» **TEXTO EXTRAÍDO**:
########
En la nota anterior me fijaba en la denuncia filosófico-histórica
de Husserl, según la cual, y contra el tópico, los últimos siglos de Europa no
se han caracterizado por el racionalismo, sino, más bien casi al contrario, por
la limitación radical del papel de la razón, reducida a mera racionalidad positiva,
mecánico-técnico e instrumental, y negándosele toda legitimidad sobre las
cuestiones del sentido y el valor de las cosas (lo metafísico-ético) desde una
posición precisamente “ideológica” o metafísica, el positivismo naturalista. Aunque
se considera a Husserl el fundador de una de las grandes metodologías
filosóficas contemporáneas, la
Fenomenología , sin embargo casi todos sus seguidores (todos
los que tienen relevancia histórica) se han apartado del racionalismo del maestro
y han usado la fenomenología para hacer alguna forma de crítica al presunto
Logocentrismo europeo. Fenomenología y hermenéutica antirracionalista es la
filosofía dominante en el pensamiento contemporáneo “continental”.
Curiosamente, mientras tanto, en el mundo de los filósofos
anglosajones, donde había dominado hasta los años cincuenta o sesenta el positivismo
naturalista heredero de la racionalidad galileana que Husserl criticaba, ha ido
surgiendo y creciendo en el último medio siglo, junto a los supervivientes de
ese naturalismo y, también, junto a los herederos del segundo Wittgenstein (que
representan, en suelo anglosajón, lo más semejante al irracionalismo continental),
una corriente de filósofos que, con los métodos o maneras de la filosofía
analítica, pretenden hacer renacer de sus cenizas a la Metafísica , en el
sentido más sustantivo y desacomplejado del término: como indagación de la
estructura última o esencial de la realidad y sus diferentes ámbitos. Muchos de
ellos se identifican en general como (neo)aristotélicos, un neo-aristotelismo
independiente de ese otro aristotelismo que es pervivencia de la escolástica.
Desde luego, para muchos fenomenólogos y hermenéutas (franceses, italianos, y
algunos alemanes…), estos neo-metafísicos son solo unos bárbaros que no se han
enterado de que Dios ha muerto. Pero creo que esta actitud suficiente de los
postfilósofos está dejando de ser creíble. Los problemas metafísicos, mirados
otra vez de frente, siguen teniendo el mismo pleno sentido que tenían y
reclamando respuesta con la misma legitimidad con que las reclamaban antes de
las deconstrucciones modernas. ¿Y si lo que ha muerto o está muriendo es, más bien, el discurso único de que no hay discursos únicos, la metafísica
de que no hay metafísica, la teoría de que no puede haber Teoría? El
pensamiento europeo esté volviendo, con razón,
a replantearse los problemas filosóficos de siempre, aunque, como siempre, en
palabras ligeramente nuevas y con análisis en algunos sentidos más finos o
pulcros.
########
» **DATOS ALMACENADOS**:
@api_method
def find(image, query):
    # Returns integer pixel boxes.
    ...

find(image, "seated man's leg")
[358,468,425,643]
########
» **OBJETIVO**:
Contesta estas preguntas sobre el texto acerca de Husserl y la metafísica:
1. ¿Qué metodología filosófica contemporánea se considera fundada por Husserl?
2. ¿Hasta qué décadas había dominado el positivismo naturalista entre los filósofos anglosajones?
3. ¿Cómo se identifican en general muchos de los filósofos que pretenden hacer renacer la Metafísica?
Las líneas no son necesarias.

» **RESPUESTA DEL EJERCICIO**:
1. La Fenomenología.
2. Hasta los años cincuenta o sesenta.
3. Como (neo)aristotélicos.